- Texte à étudier -
Il y a 25 ans, ce point de vue n’était pas courant dans l’établissement médicolégal et correctionnel où je travaillais à Halifax. Je me souviens de l’unité des prisonniers ayant des problèmes de santé mentale. Il n’y avait rien de thérapeutique à cet endroit. J’avais proposé que l’on considère ces personnes comme des patients qui étaient aussi des délinquants, mais le service correctionnel voyait les choses tout autrement. Sa vision était appuyée par diverses mesures législatives.

J’en parlerai un peu plus en détail plus tard, mais je crois qu’un choc des cultures appuyé par la loi est l’une des principales difficultés auxquelles nous sommes confrontés dans le cadre de la prestation de services en santé mentale aux délinquants.

À mon avis, une approche axée sur le rétablissement était logique dans ce contexte. En enfermant les gens et en les soumettant à d’autres traumatismes sans traitement ni appui adéquat, on risque d’entraîner une catastrophe. Si ces gens réintègrent la collectivité sans avoir reçu un traitement approprié et sans suivi, ils représentent un risque pour eux-mêmes et pour les autres.

- Travail demandé -
Dans l'extrait sur la santé mentale des délinquants, reprenez le paragraphe qui commence par « À mon avis, une approche » sous forme de liste plus courte. Gardez ses faits principaux. Les entrées ci-dessous viennent d'une autre source que l'extrait.

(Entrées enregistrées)
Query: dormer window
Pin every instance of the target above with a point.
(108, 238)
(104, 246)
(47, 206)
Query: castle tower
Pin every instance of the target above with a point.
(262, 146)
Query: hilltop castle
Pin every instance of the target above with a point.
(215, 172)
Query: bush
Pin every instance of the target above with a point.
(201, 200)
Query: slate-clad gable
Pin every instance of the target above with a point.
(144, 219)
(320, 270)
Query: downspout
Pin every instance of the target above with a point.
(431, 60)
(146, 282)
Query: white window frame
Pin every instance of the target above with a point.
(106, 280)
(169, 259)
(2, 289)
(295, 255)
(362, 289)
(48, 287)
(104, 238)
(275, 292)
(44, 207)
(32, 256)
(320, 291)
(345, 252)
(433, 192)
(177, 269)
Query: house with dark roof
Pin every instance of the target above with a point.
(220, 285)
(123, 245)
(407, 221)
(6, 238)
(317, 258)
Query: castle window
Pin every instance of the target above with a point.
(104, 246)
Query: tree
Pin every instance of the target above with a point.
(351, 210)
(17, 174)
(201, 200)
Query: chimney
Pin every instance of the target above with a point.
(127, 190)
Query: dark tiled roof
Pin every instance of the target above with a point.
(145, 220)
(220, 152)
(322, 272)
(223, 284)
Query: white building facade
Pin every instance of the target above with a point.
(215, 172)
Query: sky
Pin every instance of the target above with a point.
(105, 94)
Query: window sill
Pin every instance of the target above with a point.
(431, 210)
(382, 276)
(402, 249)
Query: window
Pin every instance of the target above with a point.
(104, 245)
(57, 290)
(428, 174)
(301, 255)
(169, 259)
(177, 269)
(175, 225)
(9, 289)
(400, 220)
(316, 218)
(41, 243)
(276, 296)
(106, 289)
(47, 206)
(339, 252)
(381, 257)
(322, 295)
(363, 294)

---

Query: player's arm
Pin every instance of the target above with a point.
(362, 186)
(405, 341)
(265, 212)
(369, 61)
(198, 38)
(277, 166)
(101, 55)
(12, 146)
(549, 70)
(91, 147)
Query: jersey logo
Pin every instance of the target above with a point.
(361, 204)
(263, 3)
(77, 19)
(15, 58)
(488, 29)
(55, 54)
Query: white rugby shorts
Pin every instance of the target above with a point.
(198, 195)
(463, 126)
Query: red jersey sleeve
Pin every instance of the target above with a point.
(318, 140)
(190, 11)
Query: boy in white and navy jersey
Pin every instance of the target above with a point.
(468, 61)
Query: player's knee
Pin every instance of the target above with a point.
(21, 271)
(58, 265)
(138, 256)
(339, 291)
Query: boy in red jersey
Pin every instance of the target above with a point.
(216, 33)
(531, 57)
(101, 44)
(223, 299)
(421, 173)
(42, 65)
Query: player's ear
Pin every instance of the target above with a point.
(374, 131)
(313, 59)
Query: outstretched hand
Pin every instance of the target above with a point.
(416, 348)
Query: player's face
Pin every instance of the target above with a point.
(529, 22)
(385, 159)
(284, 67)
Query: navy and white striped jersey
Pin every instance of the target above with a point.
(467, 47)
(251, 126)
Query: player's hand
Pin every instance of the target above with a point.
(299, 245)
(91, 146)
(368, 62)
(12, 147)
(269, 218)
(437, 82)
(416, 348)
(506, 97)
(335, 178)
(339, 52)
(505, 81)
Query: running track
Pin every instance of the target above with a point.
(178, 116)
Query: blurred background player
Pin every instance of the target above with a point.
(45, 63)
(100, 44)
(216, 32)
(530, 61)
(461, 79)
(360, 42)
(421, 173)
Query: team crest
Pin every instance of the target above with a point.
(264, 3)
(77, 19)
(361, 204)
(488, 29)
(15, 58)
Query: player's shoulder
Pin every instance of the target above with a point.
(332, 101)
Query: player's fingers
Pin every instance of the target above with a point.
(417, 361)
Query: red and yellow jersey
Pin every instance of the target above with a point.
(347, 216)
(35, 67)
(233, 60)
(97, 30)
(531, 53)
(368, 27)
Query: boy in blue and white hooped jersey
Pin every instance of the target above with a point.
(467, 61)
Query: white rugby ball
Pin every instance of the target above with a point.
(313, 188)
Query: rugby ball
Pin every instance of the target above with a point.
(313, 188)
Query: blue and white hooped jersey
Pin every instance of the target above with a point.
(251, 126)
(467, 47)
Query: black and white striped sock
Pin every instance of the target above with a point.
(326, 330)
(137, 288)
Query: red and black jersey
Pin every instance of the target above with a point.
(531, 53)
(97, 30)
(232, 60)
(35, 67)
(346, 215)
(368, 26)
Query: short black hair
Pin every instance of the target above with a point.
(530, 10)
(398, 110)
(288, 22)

- Réponse -
- Dans ce contexte, une approche axée sur le rétablissement était logique.
- Enfermer des gens et leur faire subir d'autres traumatismes sans traitement ni appui adéquat, c'est risquer une catastrophe.
- Si ces personnes retournent dans la collectivité sans traitement approprié ni suivi, elles sont un risque pour elles-mêmes et pour les autres.